### Written task
Could you write out again every line from the one containing "Practice. Place a point on every instance of the red jacket" down to the last of the lines, requests included, shifting each coordinate in the answers by -79?

Data items:
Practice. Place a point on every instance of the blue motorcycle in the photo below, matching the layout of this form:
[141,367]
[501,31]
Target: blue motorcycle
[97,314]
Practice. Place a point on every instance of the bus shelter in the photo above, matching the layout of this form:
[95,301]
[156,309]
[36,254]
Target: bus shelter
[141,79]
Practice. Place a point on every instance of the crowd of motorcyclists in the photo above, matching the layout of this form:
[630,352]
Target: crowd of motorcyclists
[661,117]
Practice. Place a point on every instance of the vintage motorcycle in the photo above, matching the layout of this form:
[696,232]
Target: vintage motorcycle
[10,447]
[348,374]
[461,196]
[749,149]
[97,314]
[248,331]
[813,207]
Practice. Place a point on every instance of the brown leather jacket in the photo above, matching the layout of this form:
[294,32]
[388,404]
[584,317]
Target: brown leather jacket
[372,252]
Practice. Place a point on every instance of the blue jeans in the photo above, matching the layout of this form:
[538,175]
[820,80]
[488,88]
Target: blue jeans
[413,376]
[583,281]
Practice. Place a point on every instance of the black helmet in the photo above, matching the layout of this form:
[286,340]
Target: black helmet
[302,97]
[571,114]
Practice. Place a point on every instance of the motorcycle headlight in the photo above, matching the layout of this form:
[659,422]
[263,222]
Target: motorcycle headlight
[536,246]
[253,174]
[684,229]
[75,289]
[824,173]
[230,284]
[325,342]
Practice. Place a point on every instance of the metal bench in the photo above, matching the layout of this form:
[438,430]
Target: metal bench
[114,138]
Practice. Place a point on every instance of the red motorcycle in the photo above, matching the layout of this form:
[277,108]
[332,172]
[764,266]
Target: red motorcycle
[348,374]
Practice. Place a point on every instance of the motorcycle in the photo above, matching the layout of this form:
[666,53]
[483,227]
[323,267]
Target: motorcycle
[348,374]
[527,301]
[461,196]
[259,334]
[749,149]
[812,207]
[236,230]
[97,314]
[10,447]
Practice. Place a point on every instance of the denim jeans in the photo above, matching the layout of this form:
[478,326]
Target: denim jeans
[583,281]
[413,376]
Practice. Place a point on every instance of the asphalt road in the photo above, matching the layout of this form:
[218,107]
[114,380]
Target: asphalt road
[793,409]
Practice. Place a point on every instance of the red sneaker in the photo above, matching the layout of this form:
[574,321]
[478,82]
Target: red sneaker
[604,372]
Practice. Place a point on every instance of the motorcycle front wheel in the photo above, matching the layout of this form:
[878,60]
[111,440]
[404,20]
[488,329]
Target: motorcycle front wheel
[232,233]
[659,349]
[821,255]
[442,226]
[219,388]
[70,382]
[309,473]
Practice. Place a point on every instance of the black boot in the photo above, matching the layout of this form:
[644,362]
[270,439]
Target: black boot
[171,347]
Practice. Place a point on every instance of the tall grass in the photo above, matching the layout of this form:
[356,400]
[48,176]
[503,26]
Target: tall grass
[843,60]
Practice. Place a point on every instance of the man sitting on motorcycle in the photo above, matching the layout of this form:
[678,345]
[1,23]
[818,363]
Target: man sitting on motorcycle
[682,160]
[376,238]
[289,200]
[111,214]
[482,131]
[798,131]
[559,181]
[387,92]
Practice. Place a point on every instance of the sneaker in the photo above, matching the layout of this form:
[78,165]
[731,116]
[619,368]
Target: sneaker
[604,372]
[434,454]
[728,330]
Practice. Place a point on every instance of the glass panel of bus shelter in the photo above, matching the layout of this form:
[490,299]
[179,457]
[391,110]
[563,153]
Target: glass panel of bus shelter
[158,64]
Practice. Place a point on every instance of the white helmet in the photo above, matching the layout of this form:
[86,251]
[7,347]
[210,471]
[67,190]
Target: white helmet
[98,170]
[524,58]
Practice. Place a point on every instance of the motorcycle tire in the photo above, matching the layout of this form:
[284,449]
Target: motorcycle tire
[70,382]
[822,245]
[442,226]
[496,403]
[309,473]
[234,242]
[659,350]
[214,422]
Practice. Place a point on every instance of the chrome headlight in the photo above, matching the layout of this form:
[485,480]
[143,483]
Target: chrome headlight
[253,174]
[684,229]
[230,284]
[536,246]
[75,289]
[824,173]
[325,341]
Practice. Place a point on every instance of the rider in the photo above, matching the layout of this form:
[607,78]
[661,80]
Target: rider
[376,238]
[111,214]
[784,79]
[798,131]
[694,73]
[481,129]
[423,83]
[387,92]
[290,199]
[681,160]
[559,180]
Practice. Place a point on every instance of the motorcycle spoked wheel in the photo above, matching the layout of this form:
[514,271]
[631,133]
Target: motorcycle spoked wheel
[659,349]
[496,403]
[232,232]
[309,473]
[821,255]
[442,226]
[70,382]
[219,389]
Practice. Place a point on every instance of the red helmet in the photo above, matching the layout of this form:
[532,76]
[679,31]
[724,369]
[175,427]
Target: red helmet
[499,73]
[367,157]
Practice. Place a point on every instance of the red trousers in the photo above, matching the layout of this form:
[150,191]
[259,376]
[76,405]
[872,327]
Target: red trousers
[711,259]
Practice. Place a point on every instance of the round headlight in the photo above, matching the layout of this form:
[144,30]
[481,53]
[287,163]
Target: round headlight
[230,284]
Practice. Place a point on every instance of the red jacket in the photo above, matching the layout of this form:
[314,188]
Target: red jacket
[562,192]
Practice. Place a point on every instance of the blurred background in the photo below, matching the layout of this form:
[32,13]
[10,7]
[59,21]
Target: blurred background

### Expected answer
Practice. Place a point on every instance of the red jacket in the photo above, matching the layout of this form:
[314,188]
Target: red jacket
[483,113]
Practice. Place a point on every instance of the blurred background in the photo below, matching the layout of this form:
[32,13]
[10,7]
[59,21]
Target: blurred background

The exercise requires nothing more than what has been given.